__TASK__
Quote the stretch of the letter to the editor below from "At one time, large-scale" through "What a deal!".

__TEXT EXCERPT__
__________________________________________________

Letter to the editor:

Now, bulk of innovation is due to government

Wed, Oct 28, 2009 (2:04 a.m.)

In his Sunday letter to the editor, headlined “Without profit motive, all endeavors fail,” Bob Jack wrote: “Profit is the expected result of risk that investors take when they buy into development of technology and systems for a given activity, health care included. One cannot separate the delivery of health care from new medical technologies, including breakthrough drugs, that are part of the innovation cycle needed to advance the quality and effectiveness of health care.”

The reality, however, is that few private corporations in this country perform the necessary research and development to create the technologies that have largely been responsible for our high (but dramatically slipping) standard of living. It is the U.S. government — via the Energy and Defense departments, the National Institutes of Health, and the Small Business Innovation Research and Small Business Technology Transfer programs — that provides money to support research and development in government-funded national labs, at universities and in industry that are largely the driving forces for our nation’s innovation.

At one time, large-scale research was supported by great corporations such as AT&T that resulted, for example, in the development of the transistor and high-speed optical computers. But most U.S. companies no longer perform significant research or do so in an extremely limited capacity because of their short-term and myopic profit-making outlook, and the ball is dropped on the need for long-term investment to develop and improve technologies that may require decades to succeed.

Our government is shouldering much of the risk to continue our unprecedented success in science and engineering that mostly drives our economy, well-being and national security. Let the U.S. taxpayers shoulder the risks and costs of developing new technologies (just as they have done to rescue irresponsible and greedy banks) and then let corporations profit from them! What a deal!

The writer is an associate professor of physics at UNLV.

__________________________________________________

__DATA FOR REVIEW__
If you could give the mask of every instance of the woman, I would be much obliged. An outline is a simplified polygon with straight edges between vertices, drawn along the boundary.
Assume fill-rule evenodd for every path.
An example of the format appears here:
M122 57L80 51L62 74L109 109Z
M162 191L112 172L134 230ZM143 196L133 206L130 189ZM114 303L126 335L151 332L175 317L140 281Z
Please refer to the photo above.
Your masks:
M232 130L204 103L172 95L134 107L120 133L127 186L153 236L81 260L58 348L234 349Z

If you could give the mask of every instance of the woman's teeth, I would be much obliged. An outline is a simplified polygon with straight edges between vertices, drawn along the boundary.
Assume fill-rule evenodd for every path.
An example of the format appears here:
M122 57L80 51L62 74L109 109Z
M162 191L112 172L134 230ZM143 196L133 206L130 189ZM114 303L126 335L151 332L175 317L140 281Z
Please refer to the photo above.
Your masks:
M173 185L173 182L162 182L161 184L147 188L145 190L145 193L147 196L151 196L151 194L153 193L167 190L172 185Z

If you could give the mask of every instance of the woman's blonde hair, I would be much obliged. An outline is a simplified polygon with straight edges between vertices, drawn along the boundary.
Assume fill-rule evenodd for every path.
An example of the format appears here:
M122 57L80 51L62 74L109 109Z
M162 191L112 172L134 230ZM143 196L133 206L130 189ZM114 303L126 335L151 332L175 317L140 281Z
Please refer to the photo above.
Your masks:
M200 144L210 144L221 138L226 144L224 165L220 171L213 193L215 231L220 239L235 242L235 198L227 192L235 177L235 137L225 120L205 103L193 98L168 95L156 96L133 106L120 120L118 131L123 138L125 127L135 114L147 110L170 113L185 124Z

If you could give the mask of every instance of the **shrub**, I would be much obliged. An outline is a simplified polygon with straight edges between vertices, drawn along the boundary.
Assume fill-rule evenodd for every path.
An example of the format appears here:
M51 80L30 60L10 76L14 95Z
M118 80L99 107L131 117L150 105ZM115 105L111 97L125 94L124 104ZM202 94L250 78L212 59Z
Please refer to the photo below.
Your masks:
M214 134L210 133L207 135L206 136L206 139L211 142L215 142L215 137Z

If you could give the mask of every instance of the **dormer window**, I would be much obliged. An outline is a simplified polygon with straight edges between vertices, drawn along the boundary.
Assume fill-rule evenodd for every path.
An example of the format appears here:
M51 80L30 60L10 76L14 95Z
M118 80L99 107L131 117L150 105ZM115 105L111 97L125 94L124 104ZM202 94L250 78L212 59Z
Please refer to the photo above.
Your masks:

__________________________________________________

__RESULT OF THE TASK__
At one time, large-scale research was supported by great corporations such as AT&T that resulted, for example, in the development of the transistor and high-speed optical computers. But most U.S. companies no longer perform significant research or do so in an extremely limited capacity because of their short-term and myopic profit-making outlook, and the ball is dropped on the need for long-term investment to develop and improve technologies that may require decades to succeed.

Our government is shouldering much of the risk to continue our unprecedented success in science and engineering that mostly drives our economy, well-being and national security. Let the U.S. taxpayers shoulder the risks and costs of developing new technologies (just as they have done to rescue irresponsible and greedy banks) and then let corporations profit from them! What a deal!